Check each line of the material. Copy those containing "after".

# GIVEN DATA:
=-=-=

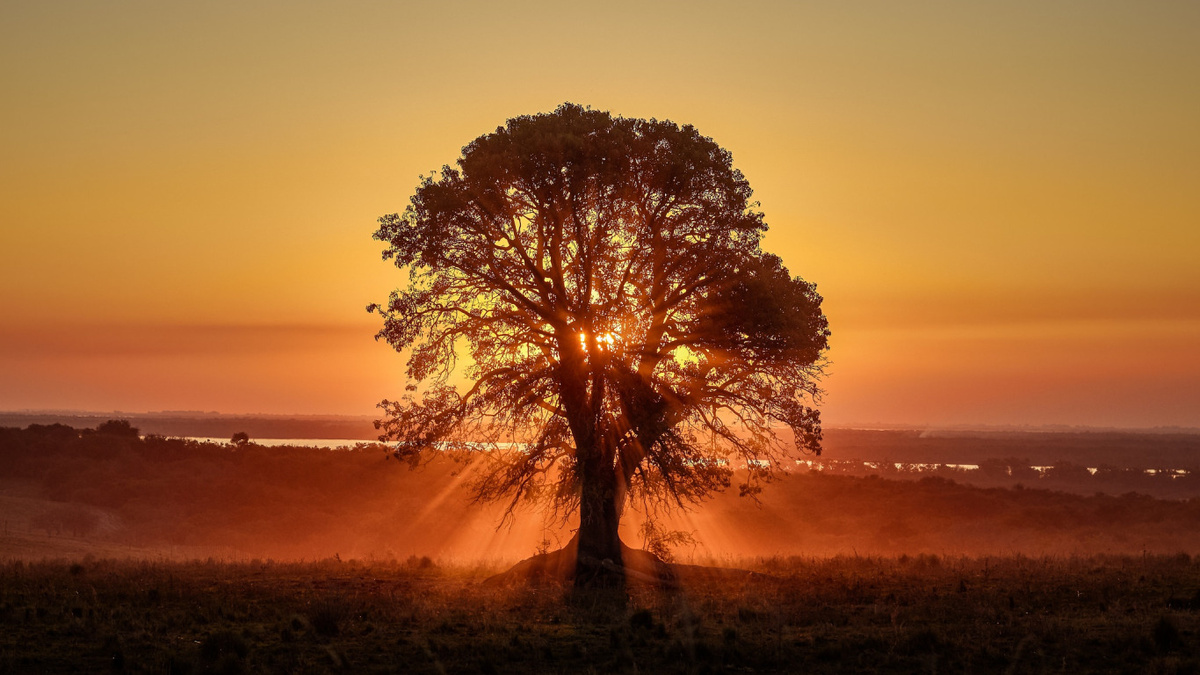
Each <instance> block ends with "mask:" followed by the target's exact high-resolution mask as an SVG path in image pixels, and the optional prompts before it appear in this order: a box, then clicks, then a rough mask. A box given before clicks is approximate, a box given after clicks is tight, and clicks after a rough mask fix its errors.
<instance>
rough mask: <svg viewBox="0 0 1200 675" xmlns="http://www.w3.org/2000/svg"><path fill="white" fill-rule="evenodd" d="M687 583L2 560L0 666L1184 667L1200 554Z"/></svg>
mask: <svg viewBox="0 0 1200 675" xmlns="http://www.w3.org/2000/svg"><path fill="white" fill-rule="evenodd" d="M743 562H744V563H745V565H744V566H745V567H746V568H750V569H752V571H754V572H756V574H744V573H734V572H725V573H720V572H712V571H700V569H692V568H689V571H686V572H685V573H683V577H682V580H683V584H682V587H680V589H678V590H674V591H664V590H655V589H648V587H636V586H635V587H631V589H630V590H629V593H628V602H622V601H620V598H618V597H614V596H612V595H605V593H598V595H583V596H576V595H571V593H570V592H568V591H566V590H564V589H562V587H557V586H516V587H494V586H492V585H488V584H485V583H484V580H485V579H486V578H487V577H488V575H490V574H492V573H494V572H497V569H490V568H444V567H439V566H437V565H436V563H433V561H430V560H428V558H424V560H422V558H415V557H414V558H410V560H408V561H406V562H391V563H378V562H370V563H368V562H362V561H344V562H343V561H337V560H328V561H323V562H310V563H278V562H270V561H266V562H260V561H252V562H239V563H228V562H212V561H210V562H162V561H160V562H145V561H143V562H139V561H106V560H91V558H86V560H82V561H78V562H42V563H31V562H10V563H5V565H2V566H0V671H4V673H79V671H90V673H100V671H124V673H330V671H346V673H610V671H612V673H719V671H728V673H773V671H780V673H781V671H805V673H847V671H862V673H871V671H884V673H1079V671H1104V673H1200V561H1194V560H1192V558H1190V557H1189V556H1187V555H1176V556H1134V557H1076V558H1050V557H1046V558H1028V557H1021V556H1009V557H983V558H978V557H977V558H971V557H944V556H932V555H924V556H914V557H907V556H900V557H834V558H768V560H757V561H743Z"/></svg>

=-=-=

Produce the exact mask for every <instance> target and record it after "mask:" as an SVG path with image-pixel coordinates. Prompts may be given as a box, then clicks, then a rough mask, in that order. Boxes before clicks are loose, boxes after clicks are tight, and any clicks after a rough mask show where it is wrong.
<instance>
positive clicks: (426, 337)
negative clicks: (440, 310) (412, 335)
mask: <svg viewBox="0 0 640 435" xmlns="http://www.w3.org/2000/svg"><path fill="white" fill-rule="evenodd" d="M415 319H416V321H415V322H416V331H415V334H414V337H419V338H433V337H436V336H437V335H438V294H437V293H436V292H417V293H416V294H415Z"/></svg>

=-=-=

# RESPONSE TO THE TASK:
Each <instance> block ends with "mask:" followed by the target's exact high-resolution mask as an SVG path in image pixels, and the optional prompts before it appear in this order: a box, then clicks, then a rough mask. A box given before clicks is approximate, a box given after clicks is tight, and clicks after a rough mask fix its errors.
Produce the exact mask for every <instance> target and record it after "mask:" as an SVG path with image-pixel coordinates. Prompts may be given as a box, then clicks, then a rough mask, in that order. Boxes before clicks are loose, boxes after clicks are tight, and any clicks after a rough mask show where it is wrong.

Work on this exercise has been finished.